Count the lines in the data below that contain the word "door" and reply with the number alone.

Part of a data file
(begin)
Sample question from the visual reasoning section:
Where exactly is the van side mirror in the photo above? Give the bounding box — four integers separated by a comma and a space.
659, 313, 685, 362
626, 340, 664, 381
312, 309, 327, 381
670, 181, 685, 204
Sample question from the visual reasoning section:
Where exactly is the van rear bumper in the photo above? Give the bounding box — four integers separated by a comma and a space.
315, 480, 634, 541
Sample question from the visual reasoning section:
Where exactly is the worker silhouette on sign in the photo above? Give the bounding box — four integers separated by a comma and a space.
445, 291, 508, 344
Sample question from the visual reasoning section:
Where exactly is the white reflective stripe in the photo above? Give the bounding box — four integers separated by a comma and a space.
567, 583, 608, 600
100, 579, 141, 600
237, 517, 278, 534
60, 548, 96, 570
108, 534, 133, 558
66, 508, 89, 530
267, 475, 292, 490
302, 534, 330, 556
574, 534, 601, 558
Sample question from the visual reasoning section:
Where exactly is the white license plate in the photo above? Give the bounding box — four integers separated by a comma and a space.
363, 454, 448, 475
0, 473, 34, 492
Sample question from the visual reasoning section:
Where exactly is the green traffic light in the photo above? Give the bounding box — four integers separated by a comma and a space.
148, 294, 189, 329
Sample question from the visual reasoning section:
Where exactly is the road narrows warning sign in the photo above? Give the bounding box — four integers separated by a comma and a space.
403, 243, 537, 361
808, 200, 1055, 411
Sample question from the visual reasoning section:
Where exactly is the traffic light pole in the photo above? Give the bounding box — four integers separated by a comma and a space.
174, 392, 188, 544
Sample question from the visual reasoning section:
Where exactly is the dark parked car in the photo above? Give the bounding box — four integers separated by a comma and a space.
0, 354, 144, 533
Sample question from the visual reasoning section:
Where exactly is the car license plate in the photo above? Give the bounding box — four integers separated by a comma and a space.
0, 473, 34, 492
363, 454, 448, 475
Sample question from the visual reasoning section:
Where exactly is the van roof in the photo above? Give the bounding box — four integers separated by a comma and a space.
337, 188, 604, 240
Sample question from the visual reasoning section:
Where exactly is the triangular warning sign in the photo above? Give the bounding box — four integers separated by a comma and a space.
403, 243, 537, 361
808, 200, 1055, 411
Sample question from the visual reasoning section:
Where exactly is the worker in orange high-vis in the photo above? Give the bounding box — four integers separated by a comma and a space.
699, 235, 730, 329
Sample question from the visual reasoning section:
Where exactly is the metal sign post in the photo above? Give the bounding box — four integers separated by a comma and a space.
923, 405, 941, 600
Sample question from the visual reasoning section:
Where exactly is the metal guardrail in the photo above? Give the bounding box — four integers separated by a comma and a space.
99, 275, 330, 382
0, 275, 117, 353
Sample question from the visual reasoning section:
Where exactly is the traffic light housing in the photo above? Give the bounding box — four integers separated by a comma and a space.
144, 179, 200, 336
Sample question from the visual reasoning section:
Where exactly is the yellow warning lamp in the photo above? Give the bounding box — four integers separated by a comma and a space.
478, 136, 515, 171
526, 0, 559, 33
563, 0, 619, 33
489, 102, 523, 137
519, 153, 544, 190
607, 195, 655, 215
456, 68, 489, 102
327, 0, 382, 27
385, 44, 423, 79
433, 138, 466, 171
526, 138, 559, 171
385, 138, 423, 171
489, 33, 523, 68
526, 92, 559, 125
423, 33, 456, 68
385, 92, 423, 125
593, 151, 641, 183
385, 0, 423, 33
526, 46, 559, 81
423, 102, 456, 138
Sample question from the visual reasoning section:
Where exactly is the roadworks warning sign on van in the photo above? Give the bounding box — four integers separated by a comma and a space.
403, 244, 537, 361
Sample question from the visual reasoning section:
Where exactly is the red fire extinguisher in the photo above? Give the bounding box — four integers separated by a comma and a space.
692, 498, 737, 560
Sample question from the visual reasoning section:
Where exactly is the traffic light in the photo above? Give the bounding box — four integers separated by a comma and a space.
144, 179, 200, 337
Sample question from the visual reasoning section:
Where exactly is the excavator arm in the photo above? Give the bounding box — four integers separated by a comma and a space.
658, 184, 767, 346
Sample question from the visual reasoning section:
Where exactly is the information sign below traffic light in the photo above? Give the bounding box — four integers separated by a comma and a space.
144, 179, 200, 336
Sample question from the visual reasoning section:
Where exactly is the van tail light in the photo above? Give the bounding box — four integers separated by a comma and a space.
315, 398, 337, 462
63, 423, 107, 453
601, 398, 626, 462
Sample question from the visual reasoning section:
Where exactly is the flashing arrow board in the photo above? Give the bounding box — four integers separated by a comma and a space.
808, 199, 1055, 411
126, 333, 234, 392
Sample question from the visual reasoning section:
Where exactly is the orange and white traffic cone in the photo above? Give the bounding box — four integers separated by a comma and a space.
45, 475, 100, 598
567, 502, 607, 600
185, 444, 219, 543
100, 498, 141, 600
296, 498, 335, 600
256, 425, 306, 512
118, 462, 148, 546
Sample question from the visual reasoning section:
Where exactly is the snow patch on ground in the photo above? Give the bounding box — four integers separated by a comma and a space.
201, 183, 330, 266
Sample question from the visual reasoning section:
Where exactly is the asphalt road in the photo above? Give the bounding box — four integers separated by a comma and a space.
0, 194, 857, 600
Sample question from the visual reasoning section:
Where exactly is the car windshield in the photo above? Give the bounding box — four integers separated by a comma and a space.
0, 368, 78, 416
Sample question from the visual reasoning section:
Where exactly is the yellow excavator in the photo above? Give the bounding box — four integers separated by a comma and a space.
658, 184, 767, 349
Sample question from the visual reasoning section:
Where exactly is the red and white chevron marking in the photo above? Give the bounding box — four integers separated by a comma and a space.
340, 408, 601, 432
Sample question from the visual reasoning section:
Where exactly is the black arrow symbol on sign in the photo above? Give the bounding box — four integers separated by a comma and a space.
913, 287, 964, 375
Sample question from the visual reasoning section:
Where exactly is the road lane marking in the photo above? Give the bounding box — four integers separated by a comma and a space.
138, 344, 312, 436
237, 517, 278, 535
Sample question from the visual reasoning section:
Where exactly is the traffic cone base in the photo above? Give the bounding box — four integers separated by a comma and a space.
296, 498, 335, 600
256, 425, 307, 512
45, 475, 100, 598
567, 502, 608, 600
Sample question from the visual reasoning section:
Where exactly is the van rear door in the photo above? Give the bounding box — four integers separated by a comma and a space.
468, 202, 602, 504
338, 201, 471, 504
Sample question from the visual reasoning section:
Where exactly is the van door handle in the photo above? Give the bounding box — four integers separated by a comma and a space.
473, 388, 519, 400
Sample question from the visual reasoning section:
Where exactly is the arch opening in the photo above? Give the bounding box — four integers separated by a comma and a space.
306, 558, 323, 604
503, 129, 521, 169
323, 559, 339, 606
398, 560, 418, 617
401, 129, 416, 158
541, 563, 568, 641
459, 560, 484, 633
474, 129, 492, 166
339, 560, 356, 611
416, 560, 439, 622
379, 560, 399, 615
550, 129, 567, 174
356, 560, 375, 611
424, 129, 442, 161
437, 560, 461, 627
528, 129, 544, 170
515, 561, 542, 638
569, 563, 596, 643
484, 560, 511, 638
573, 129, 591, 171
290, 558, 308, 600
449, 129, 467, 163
(end)
(begin)
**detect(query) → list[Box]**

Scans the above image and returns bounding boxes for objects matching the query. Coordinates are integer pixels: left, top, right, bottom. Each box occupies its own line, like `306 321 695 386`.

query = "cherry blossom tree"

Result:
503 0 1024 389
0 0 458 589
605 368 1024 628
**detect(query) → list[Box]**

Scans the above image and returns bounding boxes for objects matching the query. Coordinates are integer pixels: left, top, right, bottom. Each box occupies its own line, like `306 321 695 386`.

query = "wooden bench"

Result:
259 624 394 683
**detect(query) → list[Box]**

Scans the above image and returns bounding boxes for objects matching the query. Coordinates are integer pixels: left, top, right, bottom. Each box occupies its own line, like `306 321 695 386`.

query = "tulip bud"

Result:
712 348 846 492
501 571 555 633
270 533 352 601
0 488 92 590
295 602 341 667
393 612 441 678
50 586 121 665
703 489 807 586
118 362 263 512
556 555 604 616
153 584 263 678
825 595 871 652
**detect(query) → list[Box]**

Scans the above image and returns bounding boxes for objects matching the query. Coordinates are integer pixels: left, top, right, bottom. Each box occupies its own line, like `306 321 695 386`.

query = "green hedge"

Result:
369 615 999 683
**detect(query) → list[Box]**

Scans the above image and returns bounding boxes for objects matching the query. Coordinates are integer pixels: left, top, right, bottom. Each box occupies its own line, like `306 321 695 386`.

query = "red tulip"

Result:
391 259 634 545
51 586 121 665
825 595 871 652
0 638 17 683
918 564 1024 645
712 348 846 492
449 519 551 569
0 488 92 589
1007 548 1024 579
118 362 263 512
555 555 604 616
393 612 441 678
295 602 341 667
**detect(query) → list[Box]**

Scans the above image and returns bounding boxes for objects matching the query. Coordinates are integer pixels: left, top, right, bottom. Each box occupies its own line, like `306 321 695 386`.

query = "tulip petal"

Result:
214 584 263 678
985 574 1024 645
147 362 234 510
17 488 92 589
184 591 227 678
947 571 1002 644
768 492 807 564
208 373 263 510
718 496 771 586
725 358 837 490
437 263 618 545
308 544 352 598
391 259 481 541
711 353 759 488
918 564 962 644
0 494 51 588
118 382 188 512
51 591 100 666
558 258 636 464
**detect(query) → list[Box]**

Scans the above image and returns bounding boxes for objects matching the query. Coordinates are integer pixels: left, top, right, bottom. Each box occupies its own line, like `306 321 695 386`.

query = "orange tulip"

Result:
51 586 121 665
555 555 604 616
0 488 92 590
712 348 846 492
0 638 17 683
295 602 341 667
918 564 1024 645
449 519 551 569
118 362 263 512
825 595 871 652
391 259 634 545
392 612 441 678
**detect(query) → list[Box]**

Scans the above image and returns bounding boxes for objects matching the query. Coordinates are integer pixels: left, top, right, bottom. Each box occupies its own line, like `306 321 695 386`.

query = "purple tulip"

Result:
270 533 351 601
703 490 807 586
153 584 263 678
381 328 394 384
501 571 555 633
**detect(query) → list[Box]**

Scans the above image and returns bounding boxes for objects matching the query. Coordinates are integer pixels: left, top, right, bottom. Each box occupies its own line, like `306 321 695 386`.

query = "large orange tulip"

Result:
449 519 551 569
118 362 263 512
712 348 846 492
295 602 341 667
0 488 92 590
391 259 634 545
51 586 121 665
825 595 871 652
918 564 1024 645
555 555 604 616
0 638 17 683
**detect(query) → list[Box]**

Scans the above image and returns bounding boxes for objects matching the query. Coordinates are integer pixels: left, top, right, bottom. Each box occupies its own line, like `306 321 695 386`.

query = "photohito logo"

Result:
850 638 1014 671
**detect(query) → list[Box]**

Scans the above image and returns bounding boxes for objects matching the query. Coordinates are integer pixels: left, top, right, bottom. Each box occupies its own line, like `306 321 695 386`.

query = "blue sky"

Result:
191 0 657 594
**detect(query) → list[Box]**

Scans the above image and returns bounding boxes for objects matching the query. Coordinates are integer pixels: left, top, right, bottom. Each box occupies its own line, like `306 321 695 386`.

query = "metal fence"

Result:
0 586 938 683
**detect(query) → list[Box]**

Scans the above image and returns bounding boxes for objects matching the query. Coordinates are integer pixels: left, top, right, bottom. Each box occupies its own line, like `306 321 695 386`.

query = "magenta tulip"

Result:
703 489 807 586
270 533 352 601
(end)
## Answer to the problem
2